In the material below, find every line containing "fixture" and copy that line.
+-------+
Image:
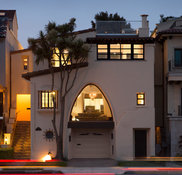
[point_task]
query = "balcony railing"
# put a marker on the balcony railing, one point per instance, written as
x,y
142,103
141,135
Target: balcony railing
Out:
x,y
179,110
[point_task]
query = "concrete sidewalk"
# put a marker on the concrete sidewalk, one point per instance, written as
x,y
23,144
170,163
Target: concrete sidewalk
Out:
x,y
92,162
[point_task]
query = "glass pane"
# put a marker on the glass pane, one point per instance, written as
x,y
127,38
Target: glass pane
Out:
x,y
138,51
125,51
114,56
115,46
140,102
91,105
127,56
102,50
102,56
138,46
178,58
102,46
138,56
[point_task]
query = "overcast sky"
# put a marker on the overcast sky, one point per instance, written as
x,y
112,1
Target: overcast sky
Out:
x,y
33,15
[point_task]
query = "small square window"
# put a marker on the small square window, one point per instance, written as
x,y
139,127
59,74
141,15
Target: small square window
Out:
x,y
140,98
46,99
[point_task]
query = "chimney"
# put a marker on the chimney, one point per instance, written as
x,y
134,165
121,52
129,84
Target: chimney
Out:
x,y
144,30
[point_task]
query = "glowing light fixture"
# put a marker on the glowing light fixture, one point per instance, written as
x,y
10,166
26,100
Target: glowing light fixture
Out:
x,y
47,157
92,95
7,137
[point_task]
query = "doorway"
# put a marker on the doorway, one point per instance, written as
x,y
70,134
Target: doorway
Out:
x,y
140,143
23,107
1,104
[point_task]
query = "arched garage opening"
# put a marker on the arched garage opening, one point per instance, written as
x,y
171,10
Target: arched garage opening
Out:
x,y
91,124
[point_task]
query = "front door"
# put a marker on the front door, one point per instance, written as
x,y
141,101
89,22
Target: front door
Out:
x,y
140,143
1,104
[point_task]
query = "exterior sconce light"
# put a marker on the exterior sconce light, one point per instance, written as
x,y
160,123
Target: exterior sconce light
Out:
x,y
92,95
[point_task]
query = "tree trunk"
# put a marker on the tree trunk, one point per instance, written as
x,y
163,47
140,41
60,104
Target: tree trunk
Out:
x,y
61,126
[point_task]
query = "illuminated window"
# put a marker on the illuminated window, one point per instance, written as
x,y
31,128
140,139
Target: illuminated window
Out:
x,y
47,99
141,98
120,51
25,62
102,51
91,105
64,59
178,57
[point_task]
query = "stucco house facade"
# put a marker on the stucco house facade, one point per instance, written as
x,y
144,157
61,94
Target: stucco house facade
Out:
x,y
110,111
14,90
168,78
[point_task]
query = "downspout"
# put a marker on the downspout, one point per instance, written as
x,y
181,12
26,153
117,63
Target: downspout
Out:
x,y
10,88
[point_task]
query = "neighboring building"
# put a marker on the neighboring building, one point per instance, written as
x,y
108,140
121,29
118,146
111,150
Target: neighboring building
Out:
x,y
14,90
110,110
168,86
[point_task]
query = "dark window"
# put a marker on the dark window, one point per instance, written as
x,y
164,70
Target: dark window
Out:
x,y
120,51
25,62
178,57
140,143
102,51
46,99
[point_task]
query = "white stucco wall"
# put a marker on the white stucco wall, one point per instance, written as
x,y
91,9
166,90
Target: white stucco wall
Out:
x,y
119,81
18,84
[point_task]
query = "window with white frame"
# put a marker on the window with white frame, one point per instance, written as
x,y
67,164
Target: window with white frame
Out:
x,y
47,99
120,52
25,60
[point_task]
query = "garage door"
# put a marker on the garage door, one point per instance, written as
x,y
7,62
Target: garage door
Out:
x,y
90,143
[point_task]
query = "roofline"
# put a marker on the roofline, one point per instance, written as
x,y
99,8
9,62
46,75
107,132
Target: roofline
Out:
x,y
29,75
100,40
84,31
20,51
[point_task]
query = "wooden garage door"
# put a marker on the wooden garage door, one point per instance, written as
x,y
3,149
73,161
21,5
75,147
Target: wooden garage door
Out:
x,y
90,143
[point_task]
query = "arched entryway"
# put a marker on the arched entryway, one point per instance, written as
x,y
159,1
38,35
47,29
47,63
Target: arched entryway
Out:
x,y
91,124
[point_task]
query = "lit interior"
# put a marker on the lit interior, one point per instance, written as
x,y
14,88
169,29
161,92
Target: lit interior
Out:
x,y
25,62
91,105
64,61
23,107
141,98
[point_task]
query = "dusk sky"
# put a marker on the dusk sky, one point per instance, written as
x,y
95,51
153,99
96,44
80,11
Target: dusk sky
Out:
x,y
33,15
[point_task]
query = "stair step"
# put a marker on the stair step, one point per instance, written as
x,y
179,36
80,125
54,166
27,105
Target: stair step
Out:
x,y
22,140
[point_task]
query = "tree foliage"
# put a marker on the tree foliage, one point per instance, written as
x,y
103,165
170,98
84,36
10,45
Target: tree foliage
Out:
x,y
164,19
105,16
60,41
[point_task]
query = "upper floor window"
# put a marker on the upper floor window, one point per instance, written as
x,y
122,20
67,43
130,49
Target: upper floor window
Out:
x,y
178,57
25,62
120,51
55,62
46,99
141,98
+-------+
Output of the exercise:
query = "glowing light fixture"
# put a marker on the glowing light fixture, one point per instance, written as
Target: glowing light fixture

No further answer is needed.